DATA PROVIDED:
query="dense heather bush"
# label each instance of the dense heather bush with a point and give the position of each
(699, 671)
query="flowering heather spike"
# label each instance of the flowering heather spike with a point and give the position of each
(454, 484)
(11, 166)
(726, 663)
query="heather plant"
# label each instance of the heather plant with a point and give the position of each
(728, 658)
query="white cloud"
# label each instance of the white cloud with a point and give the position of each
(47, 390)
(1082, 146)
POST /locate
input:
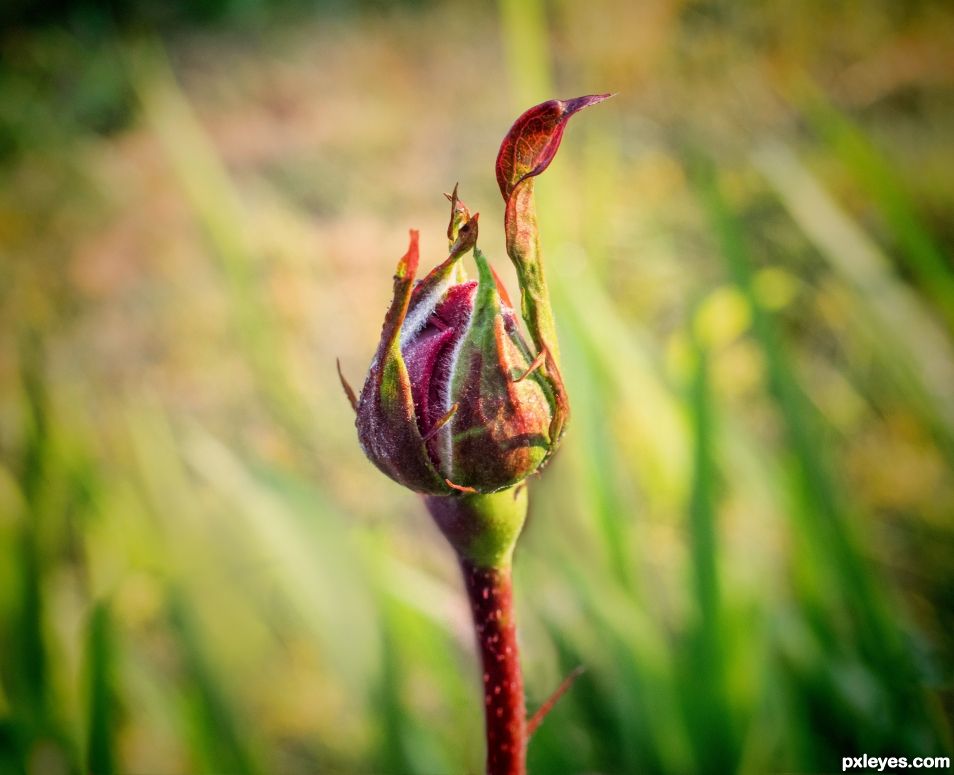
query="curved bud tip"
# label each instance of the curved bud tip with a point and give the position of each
(534, 139)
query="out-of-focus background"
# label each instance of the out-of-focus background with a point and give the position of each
(747, 537)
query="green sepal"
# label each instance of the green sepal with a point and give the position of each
(482, 528)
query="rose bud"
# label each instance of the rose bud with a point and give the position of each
(453, 399)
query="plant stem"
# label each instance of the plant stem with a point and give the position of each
(491, 602)
(483, 529)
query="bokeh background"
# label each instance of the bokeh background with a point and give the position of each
(747, 537)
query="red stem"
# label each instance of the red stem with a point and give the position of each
(491, 601)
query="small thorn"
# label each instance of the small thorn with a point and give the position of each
(537, 363)
(349, 392)
(501, 288)
(537, 718)
(441, 422)
(459, 487)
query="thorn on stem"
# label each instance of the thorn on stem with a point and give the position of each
(537, 718)
(459, 487)
(536, 364)
(349, 392)
(446, 418)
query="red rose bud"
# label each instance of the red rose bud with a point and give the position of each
(455, 400)
(451, 401)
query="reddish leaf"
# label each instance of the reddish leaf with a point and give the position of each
(534, 139)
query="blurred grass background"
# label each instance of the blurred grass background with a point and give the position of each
(747, 537)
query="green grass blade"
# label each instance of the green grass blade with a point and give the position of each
(101, 701)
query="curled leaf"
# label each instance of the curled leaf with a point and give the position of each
(534, 139)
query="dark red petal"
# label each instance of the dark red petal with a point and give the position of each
(534, 138)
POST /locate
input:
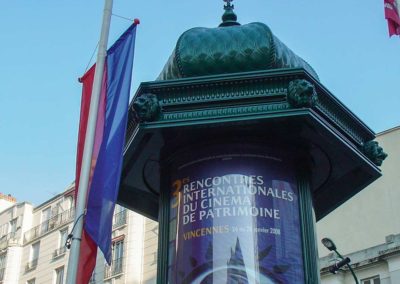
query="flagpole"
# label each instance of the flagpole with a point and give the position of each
(73, 260)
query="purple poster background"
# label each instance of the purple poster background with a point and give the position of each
(235, 219)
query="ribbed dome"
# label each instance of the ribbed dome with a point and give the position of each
(229, 48)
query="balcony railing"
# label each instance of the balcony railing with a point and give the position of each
(51, 224)
(60, 251)
(31, 264)
(117, 267)
(7, 239)
(119, 219)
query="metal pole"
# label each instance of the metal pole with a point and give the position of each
(88, 147)
(348, 266)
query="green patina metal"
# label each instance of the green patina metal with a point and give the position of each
(229, 48)
(240, 83)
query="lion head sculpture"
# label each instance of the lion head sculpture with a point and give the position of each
(374, 152)
(146, 107)
(301, 93)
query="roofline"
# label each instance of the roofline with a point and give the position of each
(388, 130)
(67, 190)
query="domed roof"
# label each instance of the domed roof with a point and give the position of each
(229, 48)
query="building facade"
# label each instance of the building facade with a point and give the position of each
(32, 244)
(367, 227)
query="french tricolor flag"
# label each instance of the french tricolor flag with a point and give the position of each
(107, 150)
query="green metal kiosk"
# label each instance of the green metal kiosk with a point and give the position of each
(237, 149)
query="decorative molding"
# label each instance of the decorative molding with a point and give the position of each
(147, 107)
(374, 152)
(225, 111)
(301, 93)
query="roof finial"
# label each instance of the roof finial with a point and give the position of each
(229, 17)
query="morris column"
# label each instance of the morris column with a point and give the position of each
(237, 149)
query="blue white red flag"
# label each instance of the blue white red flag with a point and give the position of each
(107, 151)
(392, 16)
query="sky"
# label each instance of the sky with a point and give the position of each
(47, 45)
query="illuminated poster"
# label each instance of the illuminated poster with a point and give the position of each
(234, 219)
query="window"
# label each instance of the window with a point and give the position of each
(3, 261)
(46, 214)
(13, 226)
(117, 259)
(63, 237)
(60, 275)
(119, 216)
(34, 256)
(371, 280)
(3, 230)
(118, 249)
(61, 249)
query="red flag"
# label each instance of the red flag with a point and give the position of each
(392, 16)
(88, 248)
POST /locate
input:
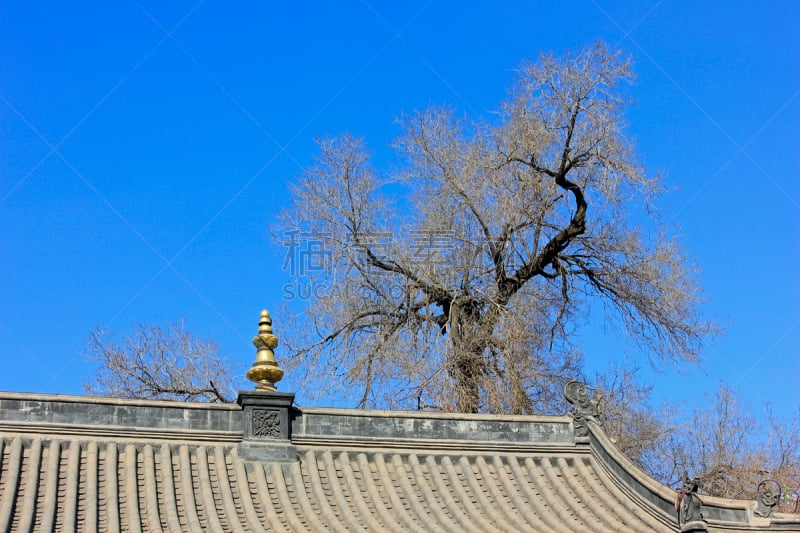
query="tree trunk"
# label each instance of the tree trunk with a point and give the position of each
(465, 363)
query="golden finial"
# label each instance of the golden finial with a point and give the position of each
(265, 372)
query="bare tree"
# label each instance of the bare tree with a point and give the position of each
(637, 428)
(456, 279)
(159, 363)
(723, 444)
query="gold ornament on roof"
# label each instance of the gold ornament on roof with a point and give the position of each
(265, 372)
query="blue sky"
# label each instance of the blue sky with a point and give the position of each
(145, 149)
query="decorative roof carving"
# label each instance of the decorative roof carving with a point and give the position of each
(583, 407)
(767, 496)
(265, 372)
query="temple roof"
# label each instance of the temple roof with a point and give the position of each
(87, 463)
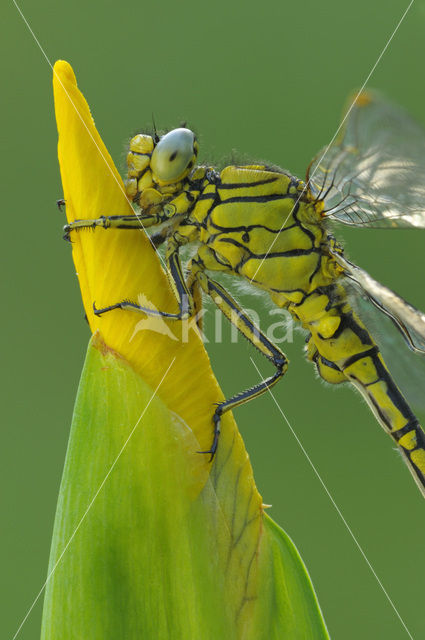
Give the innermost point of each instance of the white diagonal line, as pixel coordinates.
(334, 504)
(306, 186)
(91, 502)
(85, 126)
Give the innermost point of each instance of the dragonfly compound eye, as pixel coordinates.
(174, 155)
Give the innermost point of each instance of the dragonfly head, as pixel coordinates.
(162, 164)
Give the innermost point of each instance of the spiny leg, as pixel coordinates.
(113, 222)
(230, 308)
(178, 285)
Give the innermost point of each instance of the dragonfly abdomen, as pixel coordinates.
(344, 350)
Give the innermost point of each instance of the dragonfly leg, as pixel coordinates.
(237, 316)
(180, 289)
(112, 222)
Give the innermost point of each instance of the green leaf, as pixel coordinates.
(143, 549)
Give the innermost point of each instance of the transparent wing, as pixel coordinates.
(409, 321)
(406, 367)
(373, 175)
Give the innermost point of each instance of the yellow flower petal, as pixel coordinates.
(113, 265)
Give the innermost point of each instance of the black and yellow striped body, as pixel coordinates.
(261, 224)
(238, 218)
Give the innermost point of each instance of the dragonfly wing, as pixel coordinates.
(408, 320)
(373, 174)
(406, 367)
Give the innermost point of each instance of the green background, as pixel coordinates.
(268, 79)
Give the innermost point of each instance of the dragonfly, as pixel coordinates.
(261, 224)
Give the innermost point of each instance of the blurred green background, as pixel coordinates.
(269, 80)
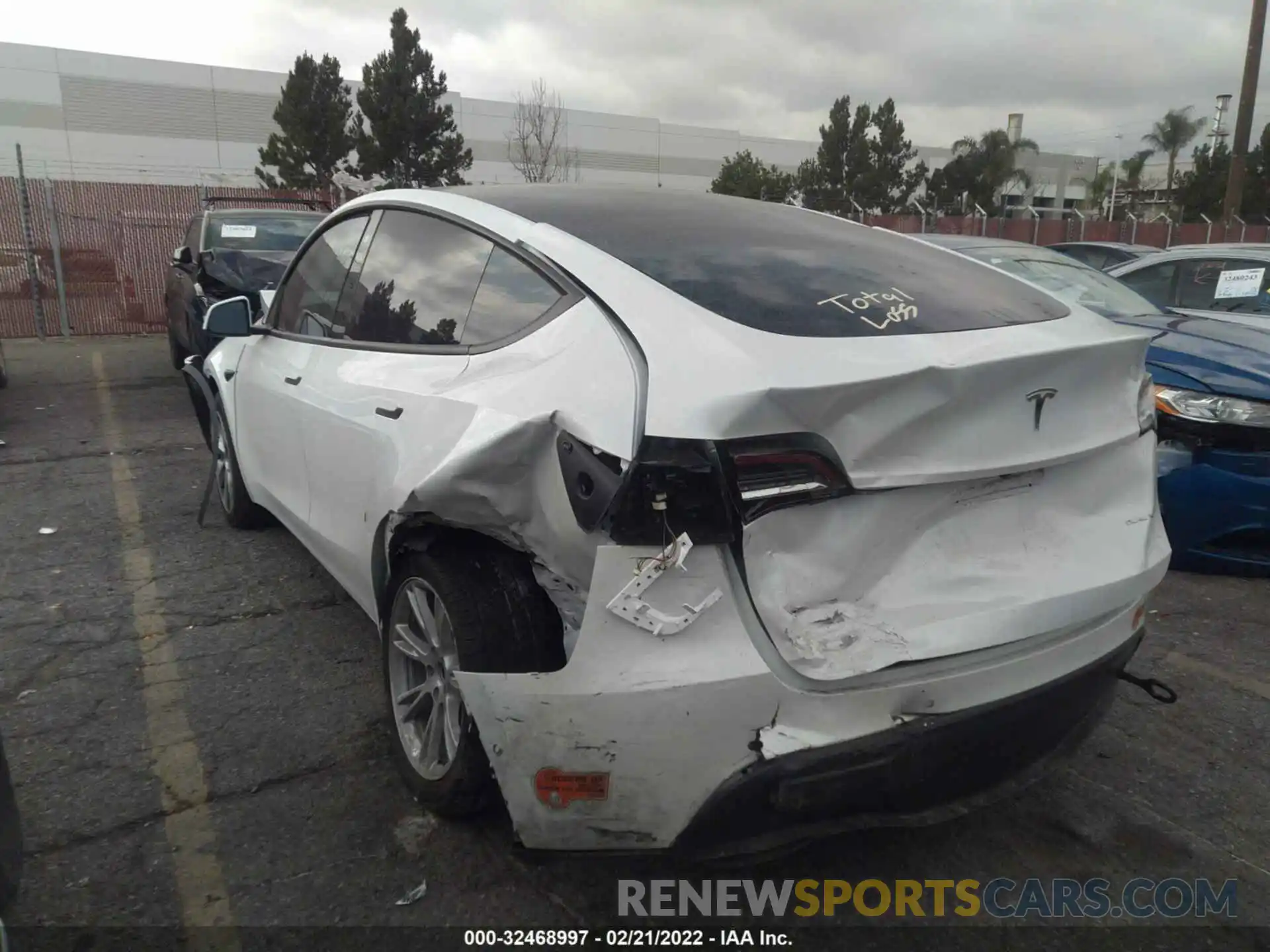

YOUR GOAL: Restate each record from above word for word, excluding any picture it holds.

FINISHED EXERCISE:
query="dense heather bush"
# label each instance of the dense heather bush with a point and give the position of each
(699, 671)
query="flowering heather spike"
# label each instance of the flowering heather spike with a point and give the position of each
(454, 484)
(11, 166)
(726, 663)
query="heather plant"
# label each instance of the heather plant with a point and give the position of each
(728, 658)
query="white cloud"
# label each instance of the white cloud with a point and give the position of each
(47, 390)
(1082, 146)
POST /locate
input:
query="curved bud tip"
# label each instance of the curved bud tip with a point and give the position of each
(534, 139)
query="out-of-focus background"
# label each instance of the out-of-focus background with a point and give the position of each
(747, 537)
query="green sepal"
# label each instance of the green sepal with a point and give the position of each
(482, 528)
query="rose bud"
# label each instance of the rose bud with a point and give the position of each
(453, 399)
query="plant stem"
# label each instance of the plant stem with a point and give the position of each
(491, 602)
(483, 529)
query="bokeh background"
# label each instance of the bokeh background with a point and give the position of each
(747, 537)
query="red stem"
# label each instance of the red stem with a point and give the position of each
(491, 601)
query="small thorn"
# label each instance of the small thorn with a point and give the position of each
(537, 363)
(349, 392)
(501, 288)
(537, 718)
(441, 422)
(459, 487)
query="thorn on stem"
# label each instance of the thorn on stem with a point and give the position of each
(537, 718)
(459, 487)
(536, 364)
(349, 392)
(446, 418)
query="red rose bud"
# label each instance of the red rose bud with a point and give the position of each
(455, 400)
(451, 401)
query="reddish leaf"
# label each instance of the reddish leaf with a point and give the position of each
(534, 139)
query="blurred grass background"
# label each instance of the blurred grass background with a point and give the position of each
(747, 537)
query="green grass blade"
# label each instance of the green grass blade with a point and give the position of each
(101, 701)
query="curled leaf"
# label each instance of the curled leaf with a point and give the position of each
(534, 139)
query="dark red petal"
# label each instance of the dark red petal with a point and give the position of each
(534, 138)
POST /locate
input:
query="flagpole"
# label each instance of the flagpole with a point and give the position of each
(73, 260)
query="purple poster background"
# label each instance of the purple poster background with a point and give the position of each
(235, 219)
query="ribbed dome"
# label each instance of the ribbed dome with a point and give the position of each
(229, 48)
query="balcony railing"
# label each instance of the balcony railing with a point and give the position of each
(51, 224)
(60, 251)
(31, 264)
(117, 267)
(7, 239)
(119, 219)
query="metal pole"
# label each instance of the metal pole with a point and give the position of each
(88, 147)
(348, 266)
query="green patina metal"
# label each instance of the green patina metal with a point and give the position of each
(229, 48)
(240, 83)
query="lion head sculpture"
# label each instance of the lion head sculpture with a point and give the position of each
(374, 152)
(146, 107)
(301, 93)
query="roofline"
# label each instance of the roofline with a point and give the position of each
(388, 130)
(67, 190)
query="domed roof"
# label each instance of the domed roof with a point and give the position of each
(229, 48)
query="building facade"
# label each instance of the building facade with a point and give the position of each
(32, 244)
(367, 227)
query="french tricolor flag"
# label each instance of the french tricolor flag with a point and give the position of each
(107, 150)
query="green metal kiosk"
# label each instance of the green metal kiosk with a point and give the position of each
(237, 149)
query="decorative molding"
# label each instance of the decorative molding with a point and give the position of each
(147, 107)
(374, 152)
(225, 111)
(301, 93)
query="roof finial"
# label each instance of the roof finial with a point and give the position of each
(229, 17)
query="morris column"
# label each instance of the morris column with a point and give the position of each
(237, 149)
query="blue white red flag"
# label each instance of the blue white red flag with a point and give the position of each
(107, 151)
(392, 16)
query="sky"
# label each instance of the sky with a point and give the position of each
(47, 45)
query="illuminated poster"
# label each instance of the illuminated poster with a point and give the position of each
(234, 219)
query="window"
# label each instance of the window with a point and give the position of each
(3, 261)
(46, 214)
(13, 226)
(117, 259)
(63, 237)
(60, 275)
(119, 216)
(34, 256)
(371, 280)
(3, 230)
(118, 249)
(61, 249)
query="red flag"
# label each instance of the red flag with a point and give the position of each
(392, 16)
(88, 248)
POST /locate
input:
query="tree trunk"
# label each instance of the tree trunk with a point and give the position of each
(465, 363)
query="golden finial"
# label each instance of the golden finial with a point and give the position of each
(265, 372)
query="bare tree"
# label each instance of the bare tree with a point and give the position of each
(637, 428)
(456, 279)
(159, 363)
(723, 444)
query="gold ornament on roof"
# label each instance of the gold ornament on roof with a point and give the position of each
(265, 372)
query="blue sky"
# label each instance of the blue sky with a point and give the position of each
(145, 149)
query="decorative roof carving"
# label each instance of the decorative roof carving with a point and give the position of each
(583, 407)
(767, 496)
(265, 372)
query="temple roof"
# label each instance of the temple roof with a point and give the position of each
(87, 463)
Give the innermost point of each instance of the white diagonal line, as pixel coordinates.
(334, 504)
(306, 186)
(91, 502)
(85, 126)
Give the innermost point of each instance of the dragonfly compound eye, as pixel coordinates.
(174, 155)
Give the innermost point of each instance of the dragonfly head, as pixel coordinates.
(162, 164)
Give the innermost point of each instance of the spiny leg, as pixel coordinates.
(113, 222)
(230, 308)
(178, 285)
Give the innermost point of each instance of the dragonfly abdomen, as pixel coordinates.
(344, 350)
Give the innermost point of each instance of the dragonfly leg, as pixel coordinates.
(237, 316)
(180, 289)
(112, 222)
Give the innermost point of each instance of the green leaf, as pixel coordinates.
(143, 549)
Give the innermost point of each instance of the transparent wing, as pixel coordinates.
(409, 321)
(406, 367)
(373, 175)
Give the innermost point of each instance of the yellow flower petal, as pixel coordinates.
(113, 265)
Give the innermost point of each instance of the black and yellow striped body, as pixel coordinates.
(261, 224)
(238, 218)
Give the innermost point of each instance of the dragonfly wing, as pixel coordinates.
(408, 320)
(373, 174)
(406, 367)
Give the innermost point of each instance of the green background, as pixel coordinates.
(268, 79)
Give the innermost point of each instance of the dragonfly, as pixel coordinates.
(261, 224)
Give the innermost point of each instance of the blurred green background, as pixel coordinates.
(269, 80)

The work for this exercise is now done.